Take the line that contains "point: umbrella -- for" and every line after it in the material below, and quote them exactly.
--- START OF Material supplied ---
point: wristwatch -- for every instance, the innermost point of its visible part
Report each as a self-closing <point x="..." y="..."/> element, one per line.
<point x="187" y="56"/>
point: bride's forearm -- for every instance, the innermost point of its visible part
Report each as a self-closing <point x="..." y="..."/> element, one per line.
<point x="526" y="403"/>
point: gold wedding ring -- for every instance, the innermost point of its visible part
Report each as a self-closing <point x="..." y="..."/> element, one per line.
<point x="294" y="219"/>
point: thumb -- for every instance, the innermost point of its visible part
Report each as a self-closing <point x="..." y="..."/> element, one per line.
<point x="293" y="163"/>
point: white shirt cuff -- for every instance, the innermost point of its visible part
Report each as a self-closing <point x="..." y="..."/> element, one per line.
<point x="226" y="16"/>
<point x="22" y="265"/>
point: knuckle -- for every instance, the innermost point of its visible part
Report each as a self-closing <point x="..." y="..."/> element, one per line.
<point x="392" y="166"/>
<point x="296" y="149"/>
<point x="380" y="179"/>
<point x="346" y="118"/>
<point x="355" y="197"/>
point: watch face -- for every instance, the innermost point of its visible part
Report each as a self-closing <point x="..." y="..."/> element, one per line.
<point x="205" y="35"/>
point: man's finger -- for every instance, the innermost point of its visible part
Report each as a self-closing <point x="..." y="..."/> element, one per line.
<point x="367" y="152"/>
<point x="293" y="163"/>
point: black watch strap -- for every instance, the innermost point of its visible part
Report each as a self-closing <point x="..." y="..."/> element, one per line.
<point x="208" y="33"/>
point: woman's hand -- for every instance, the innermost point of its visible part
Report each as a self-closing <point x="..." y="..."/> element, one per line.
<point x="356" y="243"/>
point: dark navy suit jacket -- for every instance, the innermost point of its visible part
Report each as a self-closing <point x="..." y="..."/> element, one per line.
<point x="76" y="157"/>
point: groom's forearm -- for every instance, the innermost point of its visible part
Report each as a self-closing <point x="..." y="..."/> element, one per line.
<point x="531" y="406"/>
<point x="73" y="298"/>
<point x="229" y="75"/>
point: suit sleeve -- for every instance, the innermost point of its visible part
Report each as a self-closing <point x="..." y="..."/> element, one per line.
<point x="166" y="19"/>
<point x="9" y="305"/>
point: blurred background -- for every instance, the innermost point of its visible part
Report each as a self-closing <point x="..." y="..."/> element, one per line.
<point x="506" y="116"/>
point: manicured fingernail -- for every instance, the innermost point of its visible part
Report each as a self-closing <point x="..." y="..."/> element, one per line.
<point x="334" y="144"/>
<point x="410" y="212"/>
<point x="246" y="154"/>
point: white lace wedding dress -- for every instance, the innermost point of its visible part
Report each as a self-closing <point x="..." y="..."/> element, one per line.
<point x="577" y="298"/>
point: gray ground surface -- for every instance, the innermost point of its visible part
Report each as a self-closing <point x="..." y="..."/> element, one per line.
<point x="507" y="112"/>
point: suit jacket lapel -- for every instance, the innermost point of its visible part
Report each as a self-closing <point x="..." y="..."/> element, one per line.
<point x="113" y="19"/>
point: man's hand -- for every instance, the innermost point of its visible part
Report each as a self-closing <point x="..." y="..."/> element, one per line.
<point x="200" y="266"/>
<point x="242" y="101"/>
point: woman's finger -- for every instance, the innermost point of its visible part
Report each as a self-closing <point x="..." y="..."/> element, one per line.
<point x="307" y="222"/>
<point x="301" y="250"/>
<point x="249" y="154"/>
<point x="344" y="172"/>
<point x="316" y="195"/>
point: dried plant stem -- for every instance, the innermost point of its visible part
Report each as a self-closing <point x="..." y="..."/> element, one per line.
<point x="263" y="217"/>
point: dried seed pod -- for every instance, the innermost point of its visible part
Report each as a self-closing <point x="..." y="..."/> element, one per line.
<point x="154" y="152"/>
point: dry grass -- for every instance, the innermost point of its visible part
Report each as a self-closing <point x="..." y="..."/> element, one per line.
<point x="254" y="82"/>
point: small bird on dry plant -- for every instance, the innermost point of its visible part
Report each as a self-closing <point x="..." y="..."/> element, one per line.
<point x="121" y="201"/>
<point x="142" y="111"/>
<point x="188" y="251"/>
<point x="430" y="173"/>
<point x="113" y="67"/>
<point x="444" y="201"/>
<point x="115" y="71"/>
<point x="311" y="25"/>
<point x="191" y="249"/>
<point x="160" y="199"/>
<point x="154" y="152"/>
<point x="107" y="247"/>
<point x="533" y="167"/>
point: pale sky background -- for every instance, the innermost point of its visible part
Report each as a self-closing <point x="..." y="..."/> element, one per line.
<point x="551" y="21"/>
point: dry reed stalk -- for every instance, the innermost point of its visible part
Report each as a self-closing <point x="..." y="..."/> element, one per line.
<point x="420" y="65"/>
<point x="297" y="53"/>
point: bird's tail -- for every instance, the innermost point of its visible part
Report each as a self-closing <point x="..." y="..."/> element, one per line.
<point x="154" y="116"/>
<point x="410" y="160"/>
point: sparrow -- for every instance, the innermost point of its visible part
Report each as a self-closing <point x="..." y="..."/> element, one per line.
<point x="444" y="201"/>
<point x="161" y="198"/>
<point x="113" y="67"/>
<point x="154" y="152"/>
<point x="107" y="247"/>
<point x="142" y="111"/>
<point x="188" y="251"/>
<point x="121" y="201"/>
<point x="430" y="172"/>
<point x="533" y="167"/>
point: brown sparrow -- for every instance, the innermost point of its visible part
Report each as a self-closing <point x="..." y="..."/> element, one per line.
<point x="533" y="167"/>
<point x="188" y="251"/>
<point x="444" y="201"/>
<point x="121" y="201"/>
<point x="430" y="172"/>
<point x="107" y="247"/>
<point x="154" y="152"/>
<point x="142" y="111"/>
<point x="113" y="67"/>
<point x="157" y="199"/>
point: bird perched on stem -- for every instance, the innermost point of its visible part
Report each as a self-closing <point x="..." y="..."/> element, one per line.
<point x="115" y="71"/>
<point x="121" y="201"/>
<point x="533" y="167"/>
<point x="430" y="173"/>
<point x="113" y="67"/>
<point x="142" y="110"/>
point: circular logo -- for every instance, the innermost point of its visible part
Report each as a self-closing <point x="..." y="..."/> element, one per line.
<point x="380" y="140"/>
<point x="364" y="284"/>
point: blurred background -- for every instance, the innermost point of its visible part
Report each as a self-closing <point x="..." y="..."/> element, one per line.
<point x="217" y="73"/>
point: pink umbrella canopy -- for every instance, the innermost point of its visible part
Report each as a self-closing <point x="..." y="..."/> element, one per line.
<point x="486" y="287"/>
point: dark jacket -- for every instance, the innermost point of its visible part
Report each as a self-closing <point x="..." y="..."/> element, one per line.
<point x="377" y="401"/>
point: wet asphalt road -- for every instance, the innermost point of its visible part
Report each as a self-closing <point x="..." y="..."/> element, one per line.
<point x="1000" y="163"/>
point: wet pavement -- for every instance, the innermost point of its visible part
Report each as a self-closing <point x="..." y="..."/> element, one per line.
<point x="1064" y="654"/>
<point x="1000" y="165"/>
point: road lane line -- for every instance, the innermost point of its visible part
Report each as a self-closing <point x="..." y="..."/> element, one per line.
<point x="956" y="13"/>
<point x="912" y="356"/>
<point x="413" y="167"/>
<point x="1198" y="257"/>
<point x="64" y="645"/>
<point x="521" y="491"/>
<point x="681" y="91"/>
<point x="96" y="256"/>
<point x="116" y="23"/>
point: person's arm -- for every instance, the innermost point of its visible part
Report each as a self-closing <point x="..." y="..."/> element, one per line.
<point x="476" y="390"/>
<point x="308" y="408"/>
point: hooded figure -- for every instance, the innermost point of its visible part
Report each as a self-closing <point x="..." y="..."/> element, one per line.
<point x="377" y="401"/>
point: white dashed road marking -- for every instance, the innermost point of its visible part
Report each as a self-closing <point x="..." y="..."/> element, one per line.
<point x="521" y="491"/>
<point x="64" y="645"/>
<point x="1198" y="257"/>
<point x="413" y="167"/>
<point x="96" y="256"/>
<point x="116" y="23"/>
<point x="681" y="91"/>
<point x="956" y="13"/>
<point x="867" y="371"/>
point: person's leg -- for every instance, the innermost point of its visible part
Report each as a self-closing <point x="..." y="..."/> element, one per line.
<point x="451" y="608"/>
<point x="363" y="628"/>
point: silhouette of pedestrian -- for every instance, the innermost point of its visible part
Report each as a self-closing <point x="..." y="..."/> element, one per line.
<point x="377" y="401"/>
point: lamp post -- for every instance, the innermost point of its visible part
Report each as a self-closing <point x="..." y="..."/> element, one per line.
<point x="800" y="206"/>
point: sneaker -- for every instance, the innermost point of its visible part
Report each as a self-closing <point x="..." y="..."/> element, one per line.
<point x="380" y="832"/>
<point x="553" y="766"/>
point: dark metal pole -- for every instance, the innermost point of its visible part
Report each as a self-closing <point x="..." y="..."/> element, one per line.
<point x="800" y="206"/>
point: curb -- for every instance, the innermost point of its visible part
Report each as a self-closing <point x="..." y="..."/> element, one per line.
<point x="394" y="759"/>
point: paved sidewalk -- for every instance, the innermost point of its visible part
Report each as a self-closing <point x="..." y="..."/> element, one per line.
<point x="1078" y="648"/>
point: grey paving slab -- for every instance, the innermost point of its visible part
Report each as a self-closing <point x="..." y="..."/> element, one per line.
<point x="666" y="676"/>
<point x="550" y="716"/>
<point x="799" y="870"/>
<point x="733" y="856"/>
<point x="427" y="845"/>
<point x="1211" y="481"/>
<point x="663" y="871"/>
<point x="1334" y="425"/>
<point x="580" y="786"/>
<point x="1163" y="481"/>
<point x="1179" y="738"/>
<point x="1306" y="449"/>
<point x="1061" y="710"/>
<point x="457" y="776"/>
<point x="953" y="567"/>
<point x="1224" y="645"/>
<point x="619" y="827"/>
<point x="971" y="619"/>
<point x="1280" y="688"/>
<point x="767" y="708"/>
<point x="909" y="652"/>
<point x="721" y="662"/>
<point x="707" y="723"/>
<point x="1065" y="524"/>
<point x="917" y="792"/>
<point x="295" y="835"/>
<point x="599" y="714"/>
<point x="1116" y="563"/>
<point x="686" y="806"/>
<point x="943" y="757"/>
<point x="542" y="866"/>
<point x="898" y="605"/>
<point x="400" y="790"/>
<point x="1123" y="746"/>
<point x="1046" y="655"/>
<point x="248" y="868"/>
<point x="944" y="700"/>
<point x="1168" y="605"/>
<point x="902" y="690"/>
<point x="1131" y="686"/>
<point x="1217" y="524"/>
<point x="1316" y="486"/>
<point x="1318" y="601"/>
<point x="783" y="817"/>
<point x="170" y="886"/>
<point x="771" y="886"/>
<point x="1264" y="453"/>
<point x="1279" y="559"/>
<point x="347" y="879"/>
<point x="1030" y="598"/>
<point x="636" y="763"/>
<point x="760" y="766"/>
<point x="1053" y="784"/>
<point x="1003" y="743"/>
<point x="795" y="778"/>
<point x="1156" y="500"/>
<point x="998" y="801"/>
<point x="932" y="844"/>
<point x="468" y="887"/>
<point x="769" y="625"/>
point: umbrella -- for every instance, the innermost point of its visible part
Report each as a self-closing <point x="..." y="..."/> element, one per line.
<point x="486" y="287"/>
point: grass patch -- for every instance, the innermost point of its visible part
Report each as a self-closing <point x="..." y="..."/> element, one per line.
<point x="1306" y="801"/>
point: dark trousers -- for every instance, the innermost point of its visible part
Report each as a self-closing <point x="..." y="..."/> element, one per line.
--- END OF Material supplied ---
[Solution to this problem]
point: umbrella -- for every instance, the innermost point of its visible part
Report each as a self-closing <point x="..." y="..."/> element, one per line.
<point x="486" y="287"/>
point: grass patch -- for every instance, the innermost point of its visible part
Report each as a self-closing <point x="..." y="..."/> element, one per line.
<point x="1306" y="801"/>
point: dark trousers -- for every instance, the innermost point of its visible part
Report each as a self-closing <point x="..." y="..."/> element, one per line.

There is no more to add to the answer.